Your goal: Give back every entry in full, exactly as it reads.

Data for this exercise:
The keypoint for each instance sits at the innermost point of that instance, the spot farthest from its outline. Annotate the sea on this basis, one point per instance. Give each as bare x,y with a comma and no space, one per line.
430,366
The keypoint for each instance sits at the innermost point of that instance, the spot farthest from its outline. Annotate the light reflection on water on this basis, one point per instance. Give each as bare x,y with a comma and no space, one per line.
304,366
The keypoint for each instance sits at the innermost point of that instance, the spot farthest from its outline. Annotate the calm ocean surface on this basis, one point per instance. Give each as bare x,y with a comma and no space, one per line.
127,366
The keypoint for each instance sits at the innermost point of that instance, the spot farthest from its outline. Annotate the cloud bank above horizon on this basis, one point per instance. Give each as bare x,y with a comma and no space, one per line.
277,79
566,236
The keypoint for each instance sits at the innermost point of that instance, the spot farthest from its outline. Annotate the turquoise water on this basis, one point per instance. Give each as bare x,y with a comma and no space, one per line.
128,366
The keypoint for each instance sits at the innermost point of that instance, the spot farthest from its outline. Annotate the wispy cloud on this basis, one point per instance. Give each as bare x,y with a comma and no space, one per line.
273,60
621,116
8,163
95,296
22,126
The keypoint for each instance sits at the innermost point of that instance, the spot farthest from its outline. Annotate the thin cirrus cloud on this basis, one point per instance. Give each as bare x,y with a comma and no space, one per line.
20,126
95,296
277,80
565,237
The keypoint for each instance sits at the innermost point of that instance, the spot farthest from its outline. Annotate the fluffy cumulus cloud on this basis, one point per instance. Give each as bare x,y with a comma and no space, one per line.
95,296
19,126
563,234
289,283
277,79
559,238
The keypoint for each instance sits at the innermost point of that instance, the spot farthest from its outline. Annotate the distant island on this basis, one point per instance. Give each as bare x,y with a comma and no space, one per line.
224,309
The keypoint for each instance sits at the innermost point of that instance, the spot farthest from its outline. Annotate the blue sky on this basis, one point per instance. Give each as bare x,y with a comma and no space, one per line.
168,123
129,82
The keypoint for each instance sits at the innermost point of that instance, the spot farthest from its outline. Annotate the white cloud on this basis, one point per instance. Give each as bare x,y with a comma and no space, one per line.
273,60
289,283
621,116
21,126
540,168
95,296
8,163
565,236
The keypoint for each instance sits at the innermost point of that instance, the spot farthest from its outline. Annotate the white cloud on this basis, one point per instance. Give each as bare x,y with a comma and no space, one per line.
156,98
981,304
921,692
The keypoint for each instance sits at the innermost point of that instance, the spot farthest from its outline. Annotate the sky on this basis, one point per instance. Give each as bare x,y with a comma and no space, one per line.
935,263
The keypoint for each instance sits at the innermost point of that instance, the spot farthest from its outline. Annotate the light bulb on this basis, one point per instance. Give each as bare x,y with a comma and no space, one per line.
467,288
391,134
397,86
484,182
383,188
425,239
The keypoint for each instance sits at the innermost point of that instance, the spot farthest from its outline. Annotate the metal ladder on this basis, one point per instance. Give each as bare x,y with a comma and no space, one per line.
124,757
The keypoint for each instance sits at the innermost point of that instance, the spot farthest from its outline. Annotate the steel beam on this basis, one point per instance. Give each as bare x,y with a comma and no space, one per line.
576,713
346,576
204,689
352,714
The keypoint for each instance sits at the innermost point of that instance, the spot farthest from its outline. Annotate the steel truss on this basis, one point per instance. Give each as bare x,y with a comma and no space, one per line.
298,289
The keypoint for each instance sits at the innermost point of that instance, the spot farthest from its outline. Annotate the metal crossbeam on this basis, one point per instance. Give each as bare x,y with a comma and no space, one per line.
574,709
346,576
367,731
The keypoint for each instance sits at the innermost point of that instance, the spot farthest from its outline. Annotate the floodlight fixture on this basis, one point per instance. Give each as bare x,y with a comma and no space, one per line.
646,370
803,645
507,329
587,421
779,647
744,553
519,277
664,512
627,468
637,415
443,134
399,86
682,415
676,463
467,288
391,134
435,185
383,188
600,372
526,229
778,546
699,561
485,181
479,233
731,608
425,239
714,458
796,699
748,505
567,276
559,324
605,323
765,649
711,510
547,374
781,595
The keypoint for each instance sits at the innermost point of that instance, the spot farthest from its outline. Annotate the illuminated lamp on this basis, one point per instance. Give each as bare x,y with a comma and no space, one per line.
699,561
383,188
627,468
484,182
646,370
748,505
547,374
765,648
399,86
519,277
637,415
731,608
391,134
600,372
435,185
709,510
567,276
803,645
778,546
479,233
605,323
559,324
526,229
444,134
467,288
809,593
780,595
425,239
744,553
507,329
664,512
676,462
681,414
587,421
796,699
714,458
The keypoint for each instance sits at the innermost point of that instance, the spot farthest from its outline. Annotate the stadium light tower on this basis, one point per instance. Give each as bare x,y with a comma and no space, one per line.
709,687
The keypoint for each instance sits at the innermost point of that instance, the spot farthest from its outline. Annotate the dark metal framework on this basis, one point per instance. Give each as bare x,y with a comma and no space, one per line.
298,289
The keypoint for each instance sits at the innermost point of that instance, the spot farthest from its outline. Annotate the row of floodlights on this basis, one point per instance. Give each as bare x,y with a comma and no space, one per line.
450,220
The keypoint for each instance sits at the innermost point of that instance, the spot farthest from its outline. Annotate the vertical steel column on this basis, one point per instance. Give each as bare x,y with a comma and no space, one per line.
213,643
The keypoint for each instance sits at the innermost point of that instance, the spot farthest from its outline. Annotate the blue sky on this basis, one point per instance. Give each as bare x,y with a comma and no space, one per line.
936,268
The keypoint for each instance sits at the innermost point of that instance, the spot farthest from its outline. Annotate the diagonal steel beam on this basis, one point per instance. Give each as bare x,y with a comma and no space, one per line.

Solution:
The keypoint for each instance sits at the innermost point of that instance, the spot farthest from its outline. Annotate the sea on this basis, one point per instance. Give each as bare x,y with a comma and no space, one per line.
430,366
The keypoint for each instance sits at the innermost point of that instance, the spot farthest from its outline. Annotate the light reflection on water on this basis, one point per instance. Give each as bare x,y with a comma and no space, one per line.
304,366
The keypoint for each instance sits at the innermost point of that instance, the spot farthest from its outline. Annotate the calm ocean surface on this basis, one point per instance. Give each as bare x,y with a comma and no space, one per line.
127,366
The keypoint for each instance sits at the innermost point of that instance, the spot farthest from its outline. Annotate the cloud bank above horizon on this basis, one point per instance. Give each as bare x,y with a comma and no space, one per line.
277,79
566,236
The keypoint for each instance sits at the innermost point of that instance, the spot farthest from its outline. Annotate the turquoise water on this basis, one point per instance. Give each as bare x,y with a comma and no space, one per line.
128,366
The keypoint for each instance sits at the innermost point of that instance, the spot farthest from its outline. Annotate the wispy cloud on this basis, one point per instance. Give each as bare x,y with a comma and no space, one per line.
273,60
621,116
8,163
95,296
22,126
The keypoint for each instance sits at the innermost point of that instance, the spot farthest from its outline. Annotate the thin cirrus cloud on this basis, one point per instance. Give each as bare x,y with a comma and no space, one per line.
20,126
95,296
277,80
565,237
The keypoint for each instance sits at the innermost point of that instance, the spot farthest from its outline. Annotate the fluffy cumulus cloud on this basis, one point per instance. Give each as bare x,y with a comma and no space, one per line.
95,296
19,126
563,234
289,283
277,79
559,238
The keypoint for each instance sits at the innermost point of that instance, the spot farthest from its outline. Annotate the distant island on this basis, one point per instance. Give each as bare x,y with a comma and no space, one per line.
224,309
The keypoint for each instance sits at the innermost point of that instance, the spot farthest from its outline. Annotate the blue sky on this basis, one point per instance. Give each as bare x,y with a comma and no space, one per line.
168,123
129,82
The keypoint for each instance sits at the innermost point of that instance, the spot farthest from its outline. Annotate the white cloud on this basis, one point per instance. Give each as bare x,y with a comma and no space, one per line.
273,60
289,283
621,116
21,126
540,168
95,296
8,163
565,236
The keypoint for each instance sits at the innermost point of that instance, the spot farthest from its outline. Annotate the white cloud on this basis, one point per instance. Give each as bare x,y with a comma and no space, one per line.
156,98
981,304
921,692
The keypoint for each instance sits at the innermost point of that instance, the spot farthest from its outline. Annotate the sky on this basis, one point per instance. Give each as bare x,y with a comma and no space, one per line.
935,263
The keypoint for each instance sits at the innermost point of that instance, the spot farthest from its outline. Annotate the light bulb on this basis, one point per instance. Give each as bare x,y with a comma and no space, one per line.
467,288
391,134
397,86
484,182
383,188
425,239
The keypoint for each instance sits at the innermost point of that instance, the spot farthest from its outline. Annotate the metal ladder on this basis, one point per instance. Give each as bare x,y with a comma and no space, one per line.
124,757
The keypoint for each instance sits at the innermost point of that instance, the spot farthest from its outline. Annotate the steel beam on this basis, one point per instance. Give each as bare x,y with a comma and no space, one per line.
576,713
346,576
204,689
352,714
The keypoint for each instance sits at the innermost point of that instance, the spot farthest from its outline. Annotate the steel truss on this basis, one point per instance. Give each as bare x,y with a comma and no space, one per line.
298,289
The keypoint for each instance sits at the innermost point of that instance, the spot farthest from its outline. Annotate the metal crossbeam on this basis, one point per instance. Give each as bare x,y with a comma and no space, one per line.
574,709
346,576
367,731
The keypoint for each instance sits at the innermost point of that instance, the spot farthest from its outline. Annotate the floodlight fixture on this basis, one point per instance. Give each as bare x,y with a comma and no space, one per line.
646,370
803,645
507,329
587,421
779,647
744,553
519,277
664,512
627,468
637,415
443,134
399,86
682,415
676,463
467,288
391,134
435,185
383,188
600,372
526,229
778,546
699,561
485,181
479,233
731,608
425,239
714,458
796,699
748,505
567,276
559,324
605,323
765,649
711,510
547,374
781,595
The keypoint for each instance sits at the innermost point of that instance, the spot farthest from its outline. Annotate the illuminated lamp on this basis, one point per instance. Give each as bare x,y with a comma and no space, one per line.
699,561
383,188
627,468
484,182
646,370
748,505
547,374
765,648
399,86
519,277
637,415
731,608
391,134
600,372
435,185
709,510
567,276
803,645
778,546
479,233
605,323
559,324
526,229
444,134
467,288
809,593
780,595
425,239
744,553
507,329
664,512
676,462
681,414
587,421
796,699
714,458
The keypoint for each instance sits at the innermost point of that instance, the spot farthest from its outline. Annotate the stadium light tower on this basis, one point per instance. Give each as bare x,y with a comma and no space, one per line.
709,687
The keypoint for each instance sits at the innermost point of that instance, the spot farthest from its outline. Annotate the dark metal framework on this basis, one point per instance. Give each as bare x,y with a comma and no space, one per line.
298,289
The keypoint for each instance sits at the innermost point of that instance, the spot farthest from its outline. Annotate the row of floodlights on this basis, one point per instance. Give each as bare x,y with a comma and no space, one per line.
450,220
The keypoint for each instance sits at the innermost point of that instance, the spot farthest from its outline. Annotate the vertical steel column on this basis, one point per instance. Give each as bare x,y with a comma and no space, one per line.
213,643
The keypoint for each instance sits at the innermost point of that instance, the spot farthest from its outline. Annotate the blue sky on this basis, one point per instance. Give each as bare x,y with a comma and no space, one per line.
936,268
The keypoint for each instance sits at the innermost point of that instance, the spot farthest from its outline. Annotate the diagonal steel beam on this basis, one point per instance. Give each as bare x,y with a comma and no space, one per line.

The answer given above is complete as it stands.